Exercice écrit 1: Quelles personnes le texte sur le portrait de Walter Benjamin nomme-t-il ? Citez-les toutes.
Exercice écrit 2: Prolongez le texte sur le portrait de Walter Benjamin, reproduit plus bas, à partir de sa dernière phrase.

Texte source:
© The Israel Museum, Jerusalem

Walter Benjamin by Germaine Krull. Ah bon ? Quand ? Où ? Ah !…

Ça commence ainsi. Un doute. Un doute légitime sur l’attribution de cette photographie. Parce que la date varie d’une présentation à l’autre. Ici 1925, ailleurs 1926 ou 1927. Tout le monde dit. Personne ne sait.

À propos de ce portrait, Susan Sontag (1) avait écrit en 1978 qu’il était le plus ancien qu’elle connaissait de Walter Benjamin – elle n’avait donc jamais vu les photos de son enfance – et qu’il datait de 1927, sans préciser le nom de son auteur. C’était trente-huit ans après la mort du philosophe, bien avant Internet et la circulation sans fin des images, de son image.

Données fournies:

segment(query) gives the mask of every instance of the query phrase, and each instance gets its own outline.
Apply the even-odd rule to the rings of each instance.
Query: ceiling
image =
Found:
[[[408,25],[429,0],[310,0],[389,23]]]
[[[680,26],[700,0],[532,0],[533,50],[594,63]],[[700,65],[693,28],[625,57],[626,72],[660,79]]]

Réponse 1: Walter Benjamin, Germaine Krull, Susan Sontag

Réponse 2:
Aujourd’hui c’est une photographie célèbre, largement publiée et pourtant toujours chargée, pour moi, d’interrogations au moment où je souhaite en faire un article. Elle est souvent attribuée à Germaine Krull mais aucune archive, aucun écrit n’est là pour corroborer cette attestation traditionnelle. La date de sa création varie. 1926, écrivent les uns. 1927, notent les autres. Le cartel en ligne de cette photographie, montrée au moment où je travaille, sur le site du musée d’Israël à Jérusalem, indique 1925.

Dans sa biographie de Walter Benjamin, Tilla Rudel (2) disait 1927 et en accordait le crédit à la Collection Gary Smith. Pourtant à en croire certains (3), le musée Folkwang d’Essen, dépositaire des archives de Germaine Krull, apparaissait comme le conservateur du cliché et cette image datait bien de 1926. Ou de 1925. On en était certain. Mais non, il demeurait la propriété de l’Académie des arts à Berlin, où sont répertoriées les archives du philosophe. Allez voir, et vous verrez. Comment poursuivre cette série sur les portraits de Walter Benjamin en demeurant dans l’incertitude sur cette image ? Sa localisation, la date de sa création et même l’auteure présumée devaient être ré-interrogées.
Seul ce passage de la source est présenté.